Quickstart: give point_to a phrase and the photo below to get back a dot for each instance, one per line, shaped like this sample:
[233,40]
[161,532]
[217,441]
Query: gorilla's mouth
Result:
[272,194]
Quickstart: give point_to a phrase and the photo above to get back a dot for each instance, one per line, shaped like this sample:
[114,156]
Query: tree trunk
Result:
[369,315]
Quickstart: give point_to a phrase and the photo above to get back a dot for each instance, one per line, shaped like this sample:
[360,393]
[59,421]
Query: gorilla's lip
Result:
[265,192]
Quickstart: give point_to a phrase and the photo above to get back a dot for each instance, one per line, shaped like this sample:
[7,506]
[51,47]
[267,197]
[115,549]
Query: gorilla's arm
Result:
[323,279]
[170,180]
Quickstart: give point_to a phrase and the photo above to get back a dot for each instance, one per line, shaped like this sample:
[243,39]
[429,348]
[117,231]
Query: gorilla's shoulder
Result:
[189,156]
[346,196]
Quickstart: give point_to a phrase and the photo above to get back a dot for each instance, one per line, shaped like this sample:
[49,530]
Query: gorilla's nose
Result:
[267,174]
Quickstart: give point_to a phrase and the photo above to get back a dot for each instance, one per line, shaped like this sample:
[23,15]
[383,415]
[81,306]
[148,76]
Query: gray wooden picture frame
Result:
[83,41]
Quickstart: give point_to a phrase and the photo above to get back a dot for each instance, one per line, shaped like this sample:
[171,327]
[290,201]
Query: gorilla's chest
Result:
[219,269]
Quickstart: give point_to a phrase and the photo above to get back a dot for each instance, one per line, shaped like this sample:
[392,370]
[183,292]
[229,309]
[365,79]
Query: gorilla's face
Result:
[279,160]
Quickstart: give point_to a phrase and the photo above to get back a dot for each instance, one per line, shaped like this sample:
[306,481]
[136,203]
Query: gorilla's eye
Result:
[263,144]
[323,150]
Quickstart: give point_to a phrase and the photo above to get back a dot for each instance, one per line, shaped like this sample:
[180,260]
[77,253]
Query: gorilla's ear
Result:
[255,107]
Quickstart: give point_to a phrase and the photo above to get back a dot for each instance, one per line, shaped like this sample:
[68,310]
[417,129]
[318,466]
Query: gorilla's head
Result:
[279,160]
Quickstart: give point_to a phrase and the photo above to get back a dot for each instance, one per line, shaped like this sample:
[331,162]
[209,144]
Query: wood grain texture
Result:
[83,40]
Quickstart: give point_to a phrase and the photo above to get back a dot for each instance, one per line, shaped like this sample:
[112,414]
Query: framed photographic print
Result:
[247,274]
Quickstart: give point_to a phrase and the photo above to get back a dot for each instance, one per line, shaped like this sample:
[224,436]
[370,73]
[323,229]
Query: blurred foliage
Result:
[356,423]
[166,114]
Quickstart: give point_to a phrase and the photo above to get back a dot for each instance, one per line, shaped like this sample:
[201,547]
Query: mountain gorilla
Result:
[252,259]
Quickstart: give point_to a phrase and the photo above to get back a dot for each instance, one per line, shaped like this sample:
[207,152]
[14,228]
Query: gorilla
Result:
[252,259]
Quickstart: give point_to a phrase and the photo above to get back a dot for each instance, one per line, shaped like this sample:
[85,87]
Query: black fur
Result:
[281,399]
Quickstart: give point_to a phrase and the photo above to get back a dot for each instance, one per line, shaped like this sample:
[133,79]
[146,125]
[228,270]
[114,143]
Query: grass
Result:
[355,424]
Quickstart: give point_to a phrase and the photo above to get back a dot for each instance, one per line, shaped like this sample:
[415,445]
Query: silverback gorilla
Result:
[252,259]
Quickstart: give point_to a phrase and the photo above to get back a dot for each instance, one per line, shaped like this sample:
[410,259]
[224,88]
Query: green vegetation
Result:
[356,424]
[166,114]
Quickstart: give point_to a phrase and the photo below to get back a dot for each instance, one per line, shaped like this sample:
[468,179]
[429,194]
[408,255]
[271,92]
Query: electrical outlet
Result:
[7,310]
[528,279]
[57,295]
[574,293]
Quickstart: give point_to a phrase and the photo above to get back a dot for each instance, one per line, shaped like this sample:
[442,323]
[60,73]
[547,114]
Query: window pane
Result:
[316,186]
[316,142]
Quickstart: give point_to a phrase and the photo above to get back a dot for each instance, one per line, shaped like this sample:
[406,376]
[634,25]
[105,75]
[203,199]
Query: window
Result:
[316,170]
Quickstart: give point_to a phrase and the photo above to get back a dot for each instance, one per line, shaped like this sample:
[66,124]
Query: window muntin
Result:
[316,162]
· · ·
Using the data above, return every line that contains the string "window".

» **REPLY**:
Query: window pane
Query: window
Query: window muntin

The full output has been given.